Texto de origem ▸
************
Opinião

A escola subordinada à ditadura do currículo

Teresa Damásio, administradora do Grupo Ensinus

Num mercado de trabalho cada vez mais exigente e dinâmico, as alunas e os alunos são hoje confrontados com a necessidade de desenvolver competências que ultrapassam largamente os domínios técnicos e científicos.

As chamadas soft skills e hard skills deixaram de ser meros termos das conversas informais para assumirem uma centralidade incontornável nas exigências do século XXI. Este novo paradigma levanta, inevitavelmente, uma questão essencial: de que forma podem as escolas, desde os primeiros anos de escolaridade, preparar os alunos – os adultos de amanhã – para este novo mundo de competências transversais e integradas?

A forma de organização escolar é uma invenção socialmente construída que se dá no início da modernidade e que criou a separação entre o aprender e o fazer, como acontecia na época industrial, nas fábricas. A escola dá origem a uma nova forma de socialização e de criação de capital humano. Alguns autores defendem que a conceptualização da escola como a conhecemos hoje foi assumindo ao longo de anos um “carácter inelutável” (Canário, 2005, p.62) contribuindo para a estabilidade da escola e do seu currículo. Mas, o mesmo autor, que vos apresento, defende que esta criação de escola e da forma como está pensada e organizada pode condicionar a ação da comunidade educativa tirando as ferramentas e a devida autonomia de que necessita para trabalhar as competências individuais das alunas e dos alunos.

A verdade é que o ensino básico e secundário tem de estar, primeiramente, ligado ao ensino superior para que haja uma continuidade de estudos das alunas e dos alunos e, em segundo lugar, continua fortemente condicionado por um quadro legal e burocrático que limita a tão necessária flexibilidade curricular. Este entrave compromete a capacidade das escolas de se adaptarem às reais necessidades dos seus alunos, em função de uma sociedade em permanente mutação. Contudo, é importante sublinhar que flexibilização não deve ser encarada como sinónimo de menor exigência. Pelo contrário, a educação deve procurar um equilíbrio entre a exigência e a adaptabilidade, tal como procuramos na gestão equilibrada da vida pessoal e profissional, que hoje tanto falamos e sabemos o quão importante é para o nosso futuro. A escola, em todos os seus ciclos, deve também refletir esse mesmo equilíbrio.

Neste contexto, iniciativas como o Projeto de Autonomia e Flexibilidade Curricular (PAFC) (1) representaram um marco relevante na modernização da educação portuguesa. Através da possibilidade de gestão de 25% da carga horária, com a criação de Domínios de Autonomia Curricular (DAC) ou novas disciplinas, as escolas passaram a dispor de instrumentos para se tornarem mais inclusivas, inovadoras e verdadeiramente centradas no aluno. Este é o caminho que urge continuar a seguir-se, colocar o aluno no centro do Projeto Educativo. São as escolas que devem adaptar-se ao perfil dos seus alunos, e não o inverso. É imperativo que as instituições de ensino conheçam, acompanhem e definam com clareza o tipo de formação e o perfil de saída que cada aluno deve alcançar ao concluir o seu percurso naquela escola. Mas para que isso aconteça é necessário dar-lhes a flexibilização de que aqui vos falo.
************
Secção de dados ▸

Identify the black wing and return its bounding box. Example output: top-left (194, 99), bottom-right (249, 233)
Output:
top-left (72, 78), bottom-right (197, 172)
************
Requisitos das tarefas ▸
a. Indique se cada afirmação está de acordo com o artigo sobre a flexibilidade curricular, respondendo sim ou não e citando as palavras do artigo que o decidem: (i) o PAFC deu às escolas a possibilidade de gerir 25% da carga horária; (ii) o artigo apresenta a flexibilização como sinónimo de menor exigência; (iii) segundo o artigo, são os alunos que devem adaptar-se ao perfil das escolas.
b. Prossiga o artigo sobre a flexibilidade curricular com um novo parágrafo a seguir à sua última frase.

Resultados por tarefa ▸
a.
(i) Sim: «Através da possibilidade de gestão de 25% da carga horária»
(ii) Não: «flexibilização não deve ser encarada como sinónimo de menor exigência»
(iii) Não: «São as escolas que devem adaptar-se ao perfil dos seus alunos, e não o inverso.»

b.
Mais recentemente, o Projeto-Piloto de Inovação Pedagógica (PPIP) (2) veio reforçar esta visão. Direcionado para os cursos científicos-humanísticos e profissionais, este projeto confere uma maior autonomia curricular às escolas, focando-se nas Aprendizagens Essenciais – AE – e na criação de projetos educativos alinhados com as necessidades locais e com os recursos efetivamente disponíveis. Como refere a Direção-Geral da Educação, o objetivo passa por contribuir para uma escola mais “inclusiva, flexível, inovadora e diferenciadora”, que responda com eficácia aos desafios do mundo atual e às expectativas da comunidade educativa.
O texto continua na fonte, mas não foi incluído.